SOURCE EXCERPT:

···

# Need some ideas for how to frame this form for concrete porch



## Canarywood1 (May 5, 2012)

TRUEPRO said:


> Ok, the customer wants this brick porch completely removed and a new concrete porch (and steps) replaced. My question is... should i do the porch first and come back to do the steps? Any pointers on framing this up? Thanks


 


It should be done as a monolithic pour.


----------



## TRUEPRO (Apr 10, 2012)

So all as one pour? Porch section and steps at once?


----------



## Mort (Nov 26, 2008)

Canarywood1 said:


> It should be done as a monolithic pour.


Yup. Order the concrete at no more than a 4" slump so it doesn't ooze out of the steps. I'm too stupid to draw a picture of how it should be formed, but only the top of the porch and the top of the steps should be showing, if that makes sense. 

I'd probably get some accelerator in the concrete too, so you can bust the forms down and finish the sides as nicely as the tops.


----------



## Canarywood1 (May 5, 2012)

And be sure and order the concrete air entrained,might even order it at a 3 inch slump and start from the bottom up,pour the risers about half full so they have some time to set, then do the porch,come back and finish filling the risers.


----------



## jomama45 (Nov 13, 2008)

I would pour it all at the same time as well, but you need to verify one thing first: Do teh steps currently have frost wall under them as well as the wall? If not, you need expansion material between the two. It's not the easiest thing to accomplish, "dangling" felt in mid air between the two pours, but if you're creative it's not that hard to figure out........


----------



## TRUEPRO (Apr 10, 2012)

Well ill will be using the original footer from the brick which is below the frost line. Your saying i will need expansion between the new pour and the footer?

···

MATERIAL:
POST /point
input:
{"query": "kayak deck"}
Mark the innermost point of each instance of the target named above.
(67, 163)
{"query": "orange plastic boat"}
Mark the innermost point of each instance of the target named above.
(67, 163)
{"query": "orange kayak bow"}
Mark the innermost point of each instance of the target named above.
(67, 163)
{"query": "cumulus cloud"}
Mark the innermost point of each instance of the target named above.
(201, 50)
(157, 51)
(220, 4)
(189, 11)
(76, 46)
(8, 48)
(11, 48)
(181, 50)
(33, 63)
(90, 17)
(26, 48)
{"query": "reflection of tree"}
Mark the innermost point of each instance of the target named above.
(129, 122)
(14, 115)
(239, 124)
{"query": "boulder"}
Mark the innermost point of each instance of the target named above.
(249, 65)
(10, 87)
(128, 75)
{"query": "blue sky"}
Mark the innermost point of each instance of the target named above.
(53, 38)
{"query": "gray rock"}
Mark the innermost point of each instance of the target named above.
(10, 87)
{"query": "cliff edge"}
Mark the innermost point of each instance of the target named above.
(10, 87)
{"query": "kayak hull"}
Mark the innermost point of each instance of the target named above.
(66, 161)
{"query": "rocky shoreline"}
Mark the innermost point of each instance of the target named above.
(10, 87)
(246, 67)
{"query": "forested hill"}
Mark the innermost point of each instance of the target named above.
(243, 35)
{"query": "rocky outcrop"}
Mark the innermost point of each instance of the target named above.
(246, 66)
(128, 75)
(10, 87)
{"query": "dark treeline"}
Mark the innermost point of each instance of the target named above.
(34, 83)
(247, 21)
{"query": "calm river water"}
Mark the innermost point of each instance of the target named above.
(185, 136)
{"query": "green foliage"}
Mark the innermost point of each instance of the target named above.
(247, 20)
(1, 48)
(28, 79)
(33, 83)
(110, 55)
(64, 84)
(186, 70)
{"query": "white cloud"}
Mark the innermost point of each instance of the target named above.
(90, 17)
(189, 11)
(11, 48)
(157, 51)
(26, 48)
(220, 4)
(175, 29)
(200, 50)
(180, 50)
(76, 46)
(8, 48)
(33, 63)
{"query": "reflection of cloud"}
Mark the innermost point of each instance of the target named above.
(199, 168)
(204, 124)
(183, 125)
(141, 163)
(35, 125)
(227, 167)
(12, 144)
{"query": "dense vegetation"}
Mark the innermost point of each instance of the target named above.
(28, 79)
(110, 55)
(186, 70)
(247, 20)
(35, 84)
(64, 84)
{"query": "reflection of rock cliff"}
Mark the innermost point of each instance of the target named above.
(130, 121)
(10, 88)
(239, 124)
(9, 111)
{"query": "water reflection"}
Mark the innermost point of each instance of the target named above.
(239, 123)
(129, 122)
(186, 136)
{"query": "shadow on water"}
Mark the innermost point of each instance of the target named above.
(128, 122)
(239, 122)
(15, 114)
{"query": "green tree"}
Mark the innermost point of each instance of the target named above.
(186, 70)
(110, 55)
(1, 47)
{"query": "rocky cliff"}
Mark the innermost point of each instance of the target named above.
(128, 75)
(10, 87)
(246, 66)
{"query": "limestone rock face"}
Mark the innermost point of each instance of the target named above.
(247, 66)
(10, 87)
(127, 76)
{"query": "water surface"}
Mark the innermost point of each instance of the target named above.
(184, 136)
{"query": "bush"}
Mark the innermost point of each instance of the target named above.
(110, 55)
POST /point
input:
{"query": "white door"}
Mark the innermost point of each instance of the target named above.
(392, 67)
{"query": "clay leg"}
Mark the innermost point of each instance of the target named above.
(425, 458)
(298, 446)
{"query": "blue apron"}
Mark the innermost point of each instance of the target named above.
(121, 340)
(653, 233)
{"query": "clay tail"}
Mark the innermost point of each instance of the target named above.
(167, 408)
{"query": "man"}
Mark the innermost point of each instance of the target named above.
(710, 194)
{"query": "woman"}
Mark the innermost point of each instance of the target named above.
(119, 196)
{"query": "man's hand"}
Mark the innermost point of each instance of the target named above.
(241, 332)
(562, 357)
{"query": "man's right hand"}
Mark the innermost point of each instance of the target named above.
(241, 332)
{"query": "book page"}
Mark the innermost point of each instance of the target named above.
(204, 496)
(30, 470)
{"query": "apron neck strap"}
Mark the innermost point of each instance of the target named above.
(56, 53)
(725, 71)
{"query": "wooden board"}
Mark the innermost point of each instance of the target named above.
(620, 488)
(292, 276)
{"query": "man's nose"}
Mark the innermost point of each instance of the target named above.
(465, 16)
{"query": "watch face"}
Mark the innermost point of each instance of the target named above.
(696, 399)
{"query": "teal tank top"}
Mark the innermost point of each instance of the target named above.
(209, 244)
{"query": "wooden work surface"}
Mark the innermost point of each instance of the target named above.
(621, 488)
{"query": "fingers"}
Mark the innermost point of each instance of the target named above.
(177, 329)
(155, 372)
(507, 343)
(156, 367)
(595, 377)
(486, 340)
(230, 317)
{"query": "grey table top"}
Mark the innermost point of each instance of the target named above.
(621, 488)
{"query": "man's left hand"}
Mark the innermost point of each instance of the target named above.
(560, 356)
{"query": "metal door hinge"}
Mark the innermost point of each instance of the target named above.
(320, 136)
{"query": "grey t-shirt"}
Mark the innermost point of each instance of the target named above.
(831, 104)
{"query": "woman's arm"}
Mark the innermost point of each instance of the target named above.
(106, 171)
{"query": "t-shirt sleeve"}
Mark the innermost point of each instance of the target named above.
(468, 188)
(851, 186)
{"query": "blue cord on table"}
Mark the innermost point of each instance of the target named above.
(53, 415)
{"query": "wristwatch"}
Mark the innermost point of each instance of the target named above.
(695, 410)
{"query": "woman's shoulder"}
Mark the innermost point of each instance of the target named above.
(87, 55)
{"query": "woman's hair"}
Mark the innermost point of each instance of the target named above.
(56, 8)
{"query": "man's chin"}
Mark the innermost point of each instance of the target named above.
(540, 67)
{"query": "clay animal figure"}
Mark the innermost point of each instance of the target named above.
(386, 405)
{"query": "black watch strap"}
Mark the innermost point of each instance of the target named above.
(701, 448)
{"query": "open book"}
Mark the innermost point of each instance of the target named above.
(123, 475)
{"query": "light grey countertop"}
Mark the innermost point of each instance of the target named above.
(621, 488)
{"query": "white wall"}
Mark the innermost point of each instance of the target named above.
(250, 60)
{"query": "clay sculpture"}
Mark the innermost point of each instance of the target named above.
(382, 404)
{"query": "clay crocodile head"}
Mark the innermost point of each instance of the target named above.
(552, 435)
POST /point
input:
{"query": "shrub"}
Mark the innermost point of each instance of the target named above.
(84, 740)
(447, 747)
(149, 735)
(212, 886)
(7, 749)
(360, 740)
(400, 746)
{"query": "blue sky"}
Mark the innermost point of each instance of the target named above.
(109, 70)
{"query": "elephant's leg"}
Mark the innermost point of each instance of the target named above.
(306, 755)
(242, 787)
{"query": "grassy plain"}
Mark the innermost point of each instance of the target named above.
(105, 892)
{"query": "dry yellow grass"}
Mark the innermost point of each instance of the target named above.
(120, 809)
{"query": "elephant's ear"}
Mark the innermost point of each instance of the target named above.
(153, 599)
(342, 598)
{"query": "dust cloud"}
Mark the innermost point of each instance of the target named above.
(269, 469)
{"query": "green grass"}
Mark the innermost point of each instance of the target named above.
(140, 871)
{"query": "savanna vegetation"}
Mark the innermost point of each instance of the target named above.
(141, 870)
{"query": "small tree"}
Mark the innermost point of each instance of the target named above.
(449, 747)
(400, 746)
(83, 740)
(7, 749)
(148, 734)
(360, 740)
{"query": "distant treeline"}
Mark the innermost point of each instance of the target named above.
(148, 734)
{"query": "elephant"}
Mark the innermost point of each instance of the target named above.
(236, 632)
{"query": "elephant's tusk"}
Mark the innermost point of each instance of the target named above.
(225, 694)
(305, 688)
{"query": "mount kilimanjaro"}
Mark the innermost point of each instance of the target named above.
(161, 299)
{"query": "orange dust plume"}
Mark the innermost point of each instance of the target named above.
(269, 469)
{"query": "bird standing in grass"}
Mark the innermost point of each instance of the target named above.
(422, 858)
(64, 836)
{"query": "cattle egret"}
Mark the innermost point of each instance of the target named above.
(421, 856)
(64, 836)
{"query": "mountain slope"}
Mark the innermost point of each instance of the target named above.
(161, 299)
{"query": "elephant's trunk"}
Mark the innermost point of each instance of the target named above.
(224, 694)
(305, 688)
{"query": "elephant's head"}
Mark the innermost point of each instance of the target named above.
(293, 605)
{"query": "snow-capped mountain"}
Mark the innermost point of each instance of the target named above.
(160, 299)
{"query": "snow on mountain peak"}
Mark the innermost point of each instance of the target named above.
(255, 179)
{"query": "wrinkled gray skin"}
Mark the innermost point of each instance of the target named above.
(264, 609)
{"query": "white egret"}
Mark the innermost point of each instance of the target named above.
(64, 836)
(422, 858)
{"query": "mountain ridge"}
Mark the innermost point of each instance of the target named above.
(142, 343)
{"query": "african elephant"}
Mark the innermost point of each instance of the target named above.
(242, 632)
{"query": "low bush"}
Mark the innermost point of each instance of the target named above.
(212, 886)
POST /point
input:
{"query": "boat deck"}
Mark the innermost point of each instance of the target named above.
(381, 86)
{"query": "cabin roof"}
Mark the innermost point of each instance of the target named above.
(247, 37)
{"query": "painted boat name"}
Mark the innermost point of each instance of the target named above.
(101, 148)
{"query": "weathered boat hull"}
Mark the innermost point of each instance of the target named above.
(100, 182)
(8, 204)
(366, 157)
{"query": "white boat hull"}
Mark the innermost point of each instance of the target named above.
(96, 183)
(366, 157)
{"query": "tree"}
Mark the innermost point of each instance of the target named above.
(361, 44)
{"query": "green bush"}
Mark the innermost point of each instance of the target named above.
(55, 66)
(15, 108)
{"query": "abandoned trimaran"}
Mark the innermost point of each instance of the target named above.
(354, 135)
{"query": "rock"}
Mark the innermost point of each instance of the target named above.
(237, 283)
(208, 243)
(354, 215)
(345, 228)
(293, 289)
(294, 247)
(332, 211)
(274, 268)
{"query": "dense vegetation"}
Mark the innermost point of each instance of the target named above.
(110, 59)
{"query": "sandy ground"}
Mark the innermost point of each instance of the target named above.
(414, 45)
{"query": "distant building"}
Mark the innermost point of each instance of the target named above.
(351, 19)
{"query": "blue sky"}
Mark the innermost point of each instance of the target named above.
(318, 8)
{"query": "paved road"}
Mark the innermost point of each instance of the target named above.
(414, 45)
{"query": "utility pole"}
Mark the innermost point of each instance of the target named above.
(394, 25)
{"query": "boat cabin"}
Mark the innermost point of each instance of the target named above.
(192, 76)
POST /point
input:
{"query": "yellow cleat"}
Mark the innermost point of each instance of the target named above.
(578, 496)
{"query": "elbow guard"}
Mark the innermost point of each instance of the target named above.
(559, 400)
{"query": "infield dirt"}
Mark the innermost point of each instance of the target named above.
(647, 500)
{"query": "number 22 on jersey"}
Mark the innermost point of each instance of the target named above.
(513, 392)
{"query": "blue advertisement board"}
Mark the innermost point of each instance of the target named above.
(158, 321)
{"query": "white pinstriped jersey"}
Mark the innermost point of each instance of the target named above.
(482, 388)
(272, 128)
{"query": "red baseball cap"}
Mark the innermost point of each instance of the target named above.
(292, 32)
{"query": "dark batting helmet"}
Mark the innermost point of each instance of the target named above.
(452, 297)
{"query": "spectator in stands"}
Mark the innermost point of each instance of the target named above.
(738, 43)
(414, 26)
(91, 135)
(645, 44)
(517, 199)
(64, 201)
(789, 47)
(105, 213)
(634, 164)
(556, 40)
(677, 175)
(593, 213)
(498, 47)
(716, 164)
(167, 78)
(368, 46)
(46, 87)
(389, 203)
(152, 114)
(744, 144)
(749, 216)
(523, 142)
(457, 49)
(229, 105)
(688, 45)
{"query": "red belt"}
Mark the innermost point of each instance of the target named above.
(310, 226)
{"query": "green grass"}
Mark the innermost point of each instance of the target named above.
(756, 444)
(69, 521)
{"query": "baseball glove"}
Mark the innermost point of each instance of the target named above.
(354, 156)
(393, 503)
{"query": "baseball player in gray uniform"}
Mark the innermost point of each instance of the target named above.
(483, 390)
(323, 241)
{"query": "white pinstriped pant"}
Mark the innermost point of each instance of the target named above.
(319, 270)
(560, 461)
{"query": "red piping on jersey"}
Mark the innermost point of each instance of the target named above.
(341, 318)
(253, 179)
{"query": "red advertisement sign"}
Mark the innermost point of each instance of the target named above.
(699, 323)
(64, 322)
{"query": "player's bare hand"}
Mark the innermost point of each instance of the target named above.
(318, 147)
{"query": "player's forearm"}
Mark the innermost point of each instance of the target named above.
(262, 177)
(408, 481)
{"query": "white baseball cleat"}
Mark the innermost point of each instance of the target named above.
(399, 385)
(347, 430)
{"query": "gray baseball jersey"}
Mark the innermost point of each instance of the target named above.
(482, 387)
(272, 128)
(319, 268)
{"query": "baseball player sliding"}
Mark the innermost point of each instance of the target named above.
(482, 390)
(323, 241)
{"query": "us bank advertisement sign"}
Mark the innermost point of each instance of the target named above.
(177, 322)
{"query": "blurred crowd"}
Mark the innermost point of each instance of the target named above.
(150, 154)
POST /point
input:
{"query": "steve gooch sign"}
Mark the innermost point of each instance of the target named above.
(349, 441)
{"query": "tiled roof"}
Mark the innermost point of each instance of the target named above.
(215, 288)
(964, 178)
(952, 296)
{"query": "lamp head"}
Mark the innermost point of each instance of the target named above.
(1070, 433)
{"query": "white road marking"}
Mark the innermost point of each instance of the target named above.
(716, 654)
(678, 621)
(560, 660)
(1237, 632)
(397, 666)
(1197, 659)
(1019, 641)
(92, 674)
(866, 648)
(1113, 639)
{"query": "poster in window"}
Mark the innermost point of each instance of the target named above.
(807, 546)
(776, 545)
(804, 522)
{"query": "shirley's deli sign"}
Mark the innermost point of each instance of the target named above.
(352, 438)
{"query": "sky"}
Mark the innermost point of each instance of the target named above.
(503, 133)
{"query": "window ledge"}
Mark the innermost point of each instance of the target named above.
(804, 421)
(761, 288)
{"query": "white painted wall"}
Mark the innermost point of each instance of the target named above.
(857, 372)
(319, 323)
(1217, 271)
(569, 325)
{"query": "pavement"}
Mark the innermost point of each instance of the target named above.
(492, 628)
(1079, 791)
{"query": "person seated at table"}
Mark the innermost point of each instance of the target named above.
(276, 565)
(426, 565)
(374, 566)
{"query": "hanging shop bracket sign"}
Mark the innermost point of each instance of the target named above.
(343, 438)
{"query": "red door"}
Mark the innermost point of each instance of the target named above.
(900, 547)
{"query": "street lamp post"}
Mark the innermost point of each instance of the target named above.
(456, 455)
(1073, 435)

···

THE REQUEST:
Reproduce the stretch of the concrete porch thread from "Yup. Order the" through "as the tops." word for word.

RESPONSE TO THIS TASK:
Yup. Order the concrete at no more than a 4" slump so it doesn't ooze out of the steps. I'm too stupid to draw a picture of how it should be formed, but only the top of the porch and the top of the steps should be showing, if that makes sense. 

I'd probably get some accelerator in the concrete too, so you can bust the forms down and finish the sides as nicely as the tops.